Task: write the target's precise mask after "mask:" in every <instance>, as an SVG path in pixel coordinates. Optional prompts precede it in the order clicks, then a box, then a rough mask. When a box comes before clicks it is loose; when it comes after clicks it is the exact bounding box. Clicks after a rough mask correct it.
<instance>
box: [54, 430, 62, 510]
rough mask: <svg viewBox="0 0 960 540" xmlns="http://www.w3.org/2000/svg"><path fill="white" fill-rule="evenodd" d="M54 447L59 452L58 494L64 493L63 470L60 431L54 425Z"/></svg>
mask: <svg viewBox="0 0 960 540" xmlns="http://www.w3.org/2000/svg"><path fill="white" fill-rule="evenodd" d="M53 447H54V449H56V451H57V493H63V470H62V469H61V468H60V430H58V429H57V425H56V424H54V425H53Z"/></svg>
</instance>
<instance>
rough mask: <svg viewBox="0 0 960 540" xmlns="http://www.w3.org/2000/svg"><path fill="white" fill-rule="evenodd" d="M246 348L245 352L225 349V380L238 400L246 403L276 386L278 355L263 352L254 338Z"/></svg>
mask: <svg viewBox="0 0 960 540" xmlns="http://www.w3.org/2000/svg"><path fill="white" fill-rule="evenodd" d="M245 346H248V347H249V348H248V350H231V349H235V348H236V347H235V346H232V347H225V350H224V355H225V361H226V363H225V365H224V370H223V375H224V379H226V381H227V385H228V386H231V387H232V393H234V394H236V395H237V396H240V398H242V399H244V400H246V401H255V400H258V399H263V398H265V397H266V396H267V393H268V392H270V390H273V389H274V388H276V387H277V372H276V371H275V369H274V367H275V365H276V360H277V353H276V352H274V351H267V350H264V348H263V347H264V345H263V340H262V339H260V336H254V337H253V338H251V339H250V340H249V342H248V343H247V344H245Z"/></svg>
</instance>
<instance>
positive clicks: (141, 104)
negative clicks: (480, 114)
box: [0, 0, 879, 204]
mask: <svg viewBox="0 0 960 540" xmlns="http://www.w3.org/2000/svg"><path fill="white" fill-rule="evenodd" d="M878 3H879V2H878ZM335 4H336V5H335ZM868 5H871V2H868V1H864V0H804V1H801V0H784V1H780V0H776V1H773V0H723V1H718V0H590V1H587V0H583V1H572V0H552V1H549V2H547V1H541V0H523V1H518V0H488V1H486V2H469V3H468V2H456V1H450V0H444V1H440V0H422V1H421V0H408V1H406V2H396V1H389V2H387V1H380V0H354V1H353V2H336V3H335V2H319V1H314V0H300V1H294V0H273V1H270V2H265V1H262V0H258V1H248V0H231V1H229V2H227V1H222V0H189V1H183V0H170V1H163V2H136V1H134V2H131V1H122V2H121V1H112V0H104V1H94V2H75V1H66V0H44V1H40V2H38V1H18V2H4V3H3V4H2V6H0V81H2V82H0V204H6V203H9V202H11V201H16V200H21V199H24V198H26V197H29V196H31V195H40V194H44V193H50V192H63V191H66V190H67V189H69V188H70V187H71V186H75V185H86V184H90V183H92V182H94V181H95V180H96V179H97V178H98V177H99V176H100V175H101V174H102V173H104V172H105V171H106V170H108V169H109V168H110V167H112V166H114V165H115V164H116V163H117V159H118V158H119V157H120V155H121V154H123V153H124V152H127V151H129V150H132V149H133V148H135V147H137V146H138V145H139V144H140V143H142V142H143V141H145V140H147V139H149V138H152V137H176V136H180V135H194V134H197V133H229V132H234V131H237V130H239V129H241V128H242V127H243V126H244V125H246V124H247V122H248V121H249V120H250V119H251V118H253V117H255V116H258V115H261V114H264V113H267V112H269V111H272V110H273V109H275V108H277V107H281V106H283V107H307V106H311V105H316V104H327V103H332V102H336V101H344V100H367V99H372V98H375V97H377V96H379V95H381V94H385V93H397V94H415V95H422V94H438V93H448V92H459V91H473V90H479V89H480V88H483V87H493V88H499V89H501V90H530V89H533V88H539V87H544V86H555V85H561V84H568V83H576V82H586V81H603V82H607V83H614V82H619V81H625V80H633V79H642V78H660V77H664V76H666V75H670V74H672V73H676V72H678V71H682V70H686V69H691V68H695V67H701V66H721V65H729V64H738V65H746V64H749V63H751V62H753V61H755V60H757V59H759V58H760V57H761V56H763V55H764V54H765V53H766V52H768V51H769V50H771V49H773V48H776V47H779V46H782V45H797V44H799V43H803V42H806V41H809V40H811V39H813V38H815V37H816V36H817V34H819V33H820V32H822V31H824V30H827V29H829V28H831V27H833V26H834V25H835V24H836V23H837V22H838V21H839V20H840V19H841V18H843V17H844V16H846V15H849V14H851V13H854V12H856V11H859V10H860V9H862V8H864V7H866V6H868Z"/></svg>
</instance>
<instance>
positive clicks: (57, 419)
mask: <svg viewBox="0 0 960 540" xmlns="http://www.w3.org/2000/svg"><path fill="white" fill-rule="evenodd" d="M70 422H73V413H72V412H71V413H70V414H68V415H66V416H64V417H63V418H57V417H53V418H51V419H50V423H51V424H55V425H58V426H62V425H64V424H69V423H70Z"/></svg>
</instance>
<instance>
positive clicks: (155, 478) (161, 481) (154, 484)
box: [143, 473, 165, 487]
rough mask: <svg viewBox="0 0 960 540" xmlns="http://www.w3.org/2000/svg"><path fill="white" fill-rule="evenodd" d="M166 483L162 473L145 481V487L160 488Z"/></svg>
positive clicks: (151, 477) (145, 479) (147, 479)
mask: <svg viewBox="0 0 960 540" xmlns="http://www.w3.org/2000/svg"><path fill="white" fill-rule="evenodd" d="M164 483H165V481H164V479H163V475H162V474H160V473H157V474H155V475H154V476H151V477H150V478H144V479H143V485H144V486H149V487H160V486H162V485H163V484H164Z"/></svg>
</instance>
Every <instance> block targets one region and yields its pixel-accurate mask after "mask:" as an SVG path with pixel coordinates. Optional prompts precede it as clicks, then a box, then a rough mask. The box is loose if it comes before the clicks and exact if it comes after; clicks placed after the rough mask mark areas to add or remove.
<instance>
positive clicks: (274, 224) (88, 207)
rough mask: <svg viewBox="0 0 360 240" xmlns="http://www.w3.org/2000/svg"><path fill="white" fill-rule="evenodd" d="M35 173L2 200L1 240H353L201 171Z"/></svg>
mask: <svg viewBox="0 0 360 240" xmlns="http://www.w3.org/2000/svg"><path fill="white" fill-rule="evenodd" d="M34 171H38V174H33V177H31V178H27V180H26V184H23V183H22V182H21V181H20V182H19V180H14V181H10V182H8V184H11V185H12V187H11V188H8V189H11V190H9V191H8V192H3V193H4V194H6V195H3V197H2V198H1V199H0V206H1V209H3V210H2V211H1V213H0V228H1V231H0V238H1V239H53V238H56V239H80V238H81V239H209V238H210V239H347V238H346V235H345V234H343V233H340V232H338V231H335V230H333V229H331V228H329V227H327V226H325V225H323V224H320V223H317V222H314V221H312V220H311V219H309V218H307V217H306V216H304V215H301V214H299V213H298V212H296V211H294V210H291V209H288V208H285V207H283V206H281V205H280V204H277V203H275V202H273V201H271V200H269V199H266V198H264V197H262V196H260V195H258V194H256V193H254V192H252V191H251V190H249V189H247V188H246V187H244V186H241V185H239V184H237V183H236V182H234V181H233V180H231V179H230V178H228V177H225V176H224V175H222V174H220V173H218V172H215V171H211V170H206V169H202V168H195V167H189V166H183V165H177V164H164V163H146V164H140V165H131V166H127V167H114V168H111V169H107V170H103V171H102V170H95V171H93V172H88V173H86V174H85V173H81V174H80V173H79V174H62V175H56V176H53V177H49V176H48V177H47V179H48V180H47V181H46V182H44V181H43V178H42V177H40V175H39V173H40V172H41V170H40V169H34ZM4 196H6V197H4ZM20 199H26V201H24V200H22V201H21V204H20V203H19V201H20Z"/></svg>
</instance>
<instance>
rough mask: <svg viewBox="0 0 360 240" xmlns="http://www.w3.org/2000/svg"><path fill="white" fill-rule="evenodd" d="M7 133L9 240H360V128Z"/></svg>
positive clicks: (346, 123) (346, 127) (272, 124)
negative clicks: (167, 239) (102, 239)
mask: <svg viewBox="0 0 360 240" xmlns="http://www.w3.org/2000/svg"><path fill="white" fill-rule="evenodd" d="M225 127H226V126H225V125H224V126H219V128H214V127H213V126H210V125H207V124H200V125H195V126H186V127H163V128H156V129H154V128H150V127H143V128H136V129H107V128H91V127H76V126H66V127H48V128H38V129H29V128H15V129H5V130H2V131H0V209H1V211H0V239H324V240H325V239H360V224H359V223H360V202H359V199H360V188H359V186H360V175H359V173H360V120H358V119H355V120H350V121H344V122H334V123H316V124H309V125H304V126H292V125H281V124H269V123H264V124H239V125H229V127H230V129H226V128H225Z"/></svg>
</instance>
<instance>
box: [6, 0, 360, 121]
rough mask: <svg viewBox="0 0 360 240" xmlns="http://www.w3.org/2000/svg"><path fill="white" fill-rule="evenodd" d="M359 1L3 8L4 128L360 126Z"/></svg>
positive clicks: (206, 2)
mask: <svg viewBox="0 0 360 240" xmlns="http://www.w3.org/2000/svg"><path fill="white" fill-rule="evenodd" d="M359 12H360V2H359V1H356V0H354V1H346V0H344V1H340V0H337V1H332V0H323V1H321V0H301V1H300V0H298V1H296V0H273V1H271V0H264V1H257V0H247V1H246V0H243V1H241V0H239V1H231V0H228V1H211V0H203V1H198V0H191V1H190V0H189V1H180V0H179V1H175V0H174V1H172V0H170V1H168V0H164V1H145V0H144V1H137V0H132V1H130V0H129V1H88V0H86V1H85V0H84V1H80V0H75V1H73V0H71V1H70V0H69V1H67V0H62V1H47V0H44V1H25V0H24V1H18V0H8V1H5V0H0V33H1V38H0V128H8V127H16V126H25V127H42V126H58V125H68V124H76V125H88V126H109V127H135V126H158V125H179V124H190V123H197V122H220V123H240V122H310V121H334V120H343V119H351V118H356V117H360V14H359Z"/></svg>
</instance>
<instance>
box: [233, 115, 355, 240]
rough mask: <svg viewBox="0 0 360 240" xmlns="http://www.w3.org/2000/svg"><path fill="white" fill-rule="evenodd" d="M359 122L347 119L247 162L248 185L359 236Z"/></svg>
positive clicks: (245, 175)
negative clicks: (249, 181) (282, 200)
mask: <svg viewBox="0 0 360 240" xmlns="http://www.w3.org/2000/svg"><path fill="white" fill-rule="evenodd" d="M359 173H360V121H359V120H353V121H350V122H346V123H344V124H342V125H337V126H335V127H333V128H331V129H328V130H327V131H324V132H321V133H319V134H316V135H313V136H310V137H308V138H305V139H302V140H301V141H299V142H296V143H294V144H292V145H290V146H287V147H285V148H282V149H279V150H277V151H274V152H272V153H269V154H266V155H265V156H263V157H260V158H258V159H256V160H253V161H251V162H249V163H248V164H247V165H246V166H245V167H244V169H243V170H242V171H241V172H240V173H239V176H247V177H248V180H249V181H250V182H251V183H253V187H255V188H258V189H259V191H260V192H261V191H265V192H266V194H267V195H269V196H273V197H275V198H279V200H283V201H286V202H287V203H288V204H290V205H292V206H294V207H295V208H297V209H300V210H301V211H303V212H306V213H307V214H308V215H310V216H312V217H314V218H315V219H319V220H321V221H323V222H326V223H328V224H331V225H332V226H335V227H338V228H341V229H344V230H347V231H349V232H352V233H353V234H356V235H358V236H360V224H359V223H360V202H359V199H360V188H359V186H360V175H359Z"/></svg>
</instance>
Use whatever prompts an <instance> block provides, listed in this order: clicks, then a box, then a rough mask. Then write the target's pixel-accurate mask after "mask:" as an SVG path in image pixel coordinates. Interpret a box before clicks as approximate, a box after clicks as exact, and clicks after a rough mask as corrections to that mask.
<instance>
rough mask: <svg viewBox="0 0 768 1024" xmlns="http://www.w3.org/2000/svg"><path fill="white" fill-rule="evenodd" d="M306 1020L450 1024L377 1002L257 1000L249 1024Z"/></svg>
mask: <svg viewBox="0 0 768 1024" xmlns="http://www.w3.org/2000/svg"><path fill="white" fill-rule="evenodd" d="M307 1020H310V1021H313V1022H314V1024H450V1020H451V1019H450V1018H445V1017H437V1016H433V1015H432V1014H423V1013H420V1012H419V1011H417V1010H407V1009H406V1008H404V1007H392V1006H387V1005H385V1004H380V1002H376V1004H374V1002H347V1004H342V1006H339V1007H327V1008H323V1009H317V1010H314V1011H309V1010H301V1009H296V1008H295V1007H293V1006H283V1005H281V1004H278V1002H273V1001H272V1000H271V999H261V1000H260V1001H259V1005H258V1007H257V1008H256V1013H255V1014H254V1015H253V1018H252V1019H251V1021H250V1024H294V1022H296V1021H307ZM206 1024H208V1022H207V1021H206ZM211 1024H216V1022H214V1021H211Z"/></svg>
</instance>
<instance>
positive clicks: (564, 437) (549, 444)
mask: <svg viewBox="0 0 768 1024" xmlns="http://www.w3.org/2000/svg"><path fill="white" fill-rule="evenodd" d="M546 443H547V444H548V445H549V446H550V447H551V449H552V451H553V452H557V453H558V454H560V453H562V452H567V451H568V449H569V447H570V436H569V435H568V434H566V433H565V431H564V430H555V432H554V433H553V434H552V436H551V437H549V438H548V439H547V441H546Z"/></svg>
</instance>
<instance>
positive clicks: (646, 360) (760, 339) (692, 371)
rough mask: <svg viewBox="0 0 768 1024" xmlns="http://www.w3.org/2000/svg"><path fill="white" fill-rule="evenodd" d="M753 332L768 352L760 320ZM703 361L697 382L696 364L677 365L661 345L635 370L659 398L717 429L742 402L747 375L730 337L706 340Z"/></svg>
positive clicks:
* * *
*YOUR OBJECTIVE*
Arrange the lines of the data as a numbered list, starting at the line that contains "negative clicks: (167, 239) (102, 239)" and ending at the line that contains "positive clicks: (245, 175)", with both of those lines included and any blank lines left out.

*REPLY*
1. negative clicks: (167, 239) (102, 239)
2. mask: <svg viewBox="0 0 360 240" xmlns="http://www.w3.org/2000/svg"><path fill="white" fill-rule="evenodd" d="M225 127H226V126H225V125H224V126H219V128H214V127H213V126H210V125H207V124H200V125H195V126H186V127H163V128H156V129H154V128H150V127H143V128H136V129H107V128H91V127H76V126H66V127H48V128H38V129H29V128H15V129H5V130H2V131H0V209H1V211H0V239H324V240H325V239H360V224H359V223H360V202H359V199H360V188H359V186H360V175H359V173H360V120H358V119H355V120H350V121H344V122H334V123H316V124H309V125H304V126H292V125H281V124H269V123H264V124H239V125H229V127H230V129H226V128H225Z"/></svg>
3. </instance>
4. <instance>
5. box: [6, 0, 360, 121]
6. rough mask: <svg viewBox="0 0 360 240" xmlns="http://www.w3.org/2000/svg"><path fill="white" fill-rule="evenodd" d="M359 1L3 8L4 128L360 126Z"/></svg>
7. positive clicks: (206, 2)
8. mask: <svg viewBox="0 0 360 240" xmlns="http://www.w3.org/2000/svg"><path fill="white" fill-rule="evenodd" d="M359 12H360V2H359V1H356V0H354V1H346V0H344V1H340V0H337V1H332V0H323V1H321V0H301V1H300V0H298V1H296V0H273V1H271V0H264V1H257V0H247V1H246V0H243V1H241V0H239V1H231V0H228V1H211V0H203V1H198V0H191V1H190V0H189V1H180V0H179V1H175V0H174V1H172V0H170V1H168V0H164V1H145V0H144V1H137V0H132V1H130V0H129V1H88V0H86V1H85V0H84V1H80V0H75V1H73V0H71V1H70V0H69V1H67V0H62V1H47V0H44V1H25V0H24V1H18V0H8V1H5V0H0V33H1V38H0V128H8V127H16V126H25V127H42V126H58V125H68V124H76V125H88V126H109V127H135V126H158V125H179V124H190V123H197V122H220V123H240V122H310V121H334V120H343V119H351V118H356V117H360V14H359Z"/></svg>
9. </instance>
10. <instance>
11. box: [233, 115, 355, 240]
12. rough mask: <svg viewBox="0 0 360 240" xmlns="http://www.w3.org/2000/svg"><path fill="white" fill-rule="evenodd" d="M359 122L347 119L247 162L248 185L359 236Z"/></svg>
13. positive clicks: (245, 175)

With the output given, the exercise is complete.